Aufgabe: Gib den Absatz aus dem Text über chronische Glomerulonephritis weiter unten, der mit „Bei einer CGN entwickelt sich“ beginnt, bitte als kurze Liste wieder. Seine wesentlichen Fakten müssen erhalten bleiben.

Vorkommen/Epidemiologie
Die akute Form der Glomerulonephritis (GN) heilt i. d. R. aus. Lediglich bei ca. 1 % der betroffenen Kinder und ca. 10 % der betroffenen Erwachsenen kommt es zu einem chronischen Verlauf (O’Brien 2021).
Ätiopathogenese
Die CGN wird in den meisten Fällen von den gleichen Krankheitserregern verursacht, die auch eine akute GN verursachen können (O’Brien 2021):
- infektiöse Glomerulonephritis
- genetische Anomalien
- Autoimmunerkrankungen
- bei der überwiegenden Zahl der Betroffenen bleibt die Ursache jedoch unbekannt (O’Brien 2021).
Pathophysiologie
Bei einer CGN entwickelt sich in den Tubuli eine Entzündung. Durch die begrenzte Regenerationsfähigkeit der glomerulären Strukturen schreitet die Entzündung fort. Durch Schädigung der postmitotischen Podozyten (Weltsch 2018) kommt es zu einer Beeinträchtigung der Barrierefunktion des glomerulären Filters und damit zu einer Proteinurie und Erythrozyturie. Der Schweregrad der Proteinurie stellt ein klinisches Äquivalent für die Aktivität bzw. Progression der CGN dar. (Chebotareva 2018).
Klinisches Bild
Der Beginn der Erkrankung ist i. d. R. schleichend. Symptome sind lediglich subtil ausgeprägt (O’Brien 2021).
Es können bestehen:
- Erythrozyturie
- evtl. nephrotisches Syndrom
Im fortgeschrittenen Stadium können Symptome einer Niereninsuffizienz auftreten wie z. B.
- reduzierte körperliche Leistungsfähigkeit
- Ödeme
- Dyspnoe (Herold 2022)
- Juckreiz
- Übelkeit
- Erbrechen (O’Brien 2021).
Diagnostik
Neben der Anamnese und der klinischen Untersuchung sind insbesondere Laborparameter und eine abdominelle Sonographie bei der Diagnostik von Bedeutung. Eine Biopsie ist wegen der fehlenden therapeutischen Konsequenzen in den meisten Fällen nicht (mehr) indiziert (Herold 2022).

Datenauszug:
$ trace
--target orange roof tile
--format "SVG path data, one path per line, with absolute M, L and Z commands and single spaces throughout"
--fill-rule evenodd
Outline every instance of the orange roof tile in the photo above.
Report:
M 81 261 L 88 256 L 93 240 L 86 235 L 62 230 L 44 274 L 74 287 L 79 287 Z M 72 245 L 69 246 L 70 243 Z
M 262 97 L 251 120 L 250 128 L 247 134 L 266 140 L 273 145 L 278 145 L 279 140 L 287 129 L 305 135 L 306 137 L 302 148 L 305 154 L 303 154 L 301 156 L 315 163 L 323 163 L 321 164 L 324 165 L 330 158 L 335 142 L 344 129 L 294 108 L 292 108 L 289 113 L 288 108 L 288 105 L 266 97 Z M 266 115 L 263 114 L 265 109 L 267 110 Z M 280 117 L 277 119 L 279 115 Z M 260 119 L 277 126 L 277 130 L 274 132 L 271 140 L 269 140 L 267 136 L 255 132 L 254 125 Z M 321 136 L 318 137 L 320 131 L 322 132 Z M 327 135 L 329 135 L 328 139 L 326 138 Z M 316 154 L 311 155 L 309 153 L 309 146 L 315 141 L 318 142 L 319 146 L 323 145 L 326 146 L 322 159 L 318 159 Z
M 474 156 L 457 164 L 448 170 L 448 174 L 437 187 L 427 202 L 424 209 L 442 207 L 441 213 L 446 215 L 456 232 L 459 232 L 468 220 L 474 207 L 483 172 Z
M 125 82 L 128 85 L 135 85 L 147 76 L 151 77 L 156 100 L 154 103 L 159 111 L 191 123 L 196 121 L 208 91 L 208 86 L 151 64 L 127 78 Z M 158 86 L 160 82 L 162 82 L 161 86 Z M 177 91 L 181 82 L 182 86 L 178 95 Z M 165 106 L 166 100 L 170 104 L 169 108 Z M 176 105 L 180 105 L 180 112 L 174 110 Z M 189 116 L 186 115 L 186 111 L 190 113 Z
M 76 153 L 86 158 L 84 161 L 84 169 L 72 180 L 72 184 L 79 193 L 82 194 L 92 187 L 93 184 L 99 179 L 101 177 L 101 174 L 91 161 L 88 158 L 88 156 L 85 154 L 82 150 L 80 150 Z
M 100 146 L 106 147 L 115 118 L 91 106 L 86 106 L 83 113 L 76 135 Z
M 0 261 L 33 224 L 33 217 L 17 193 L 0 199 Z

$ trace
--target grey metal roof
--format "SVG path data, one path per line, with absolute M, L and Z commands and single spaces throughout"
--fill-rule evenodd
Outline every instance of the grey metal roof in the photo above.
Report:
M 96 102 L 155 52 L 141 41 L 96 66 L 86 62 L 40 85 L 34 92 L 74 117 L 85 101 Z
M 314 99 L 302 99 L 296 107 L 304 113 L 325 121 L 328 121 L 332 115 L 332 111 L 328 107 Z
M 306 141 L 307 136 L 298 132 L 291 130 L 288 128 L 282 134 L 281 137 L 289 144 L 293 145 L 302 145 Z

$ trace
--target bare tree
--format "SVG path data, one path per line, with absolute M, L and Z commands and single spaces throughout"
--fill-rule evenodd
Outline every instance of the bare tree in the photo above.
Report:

Antwortfeld:
- Bei einer CGN entsteht eine Entzündung in den Tubuli.
- Da die glomerulären Strukturen sich nur begrenzt regenerieren können, schreitet die Entzündung fort.
- Die Schädigung der postmitotischen Podozyten beeinträchtigt die Barrierefunktion des glomerulären Filters. Daraus folgen Proteinurie und Erythrozyturie.
- Der Schweregrad der Proteinurie ist ein klinisches Äquivalent für die Aktivität bzw. Progression der CGN.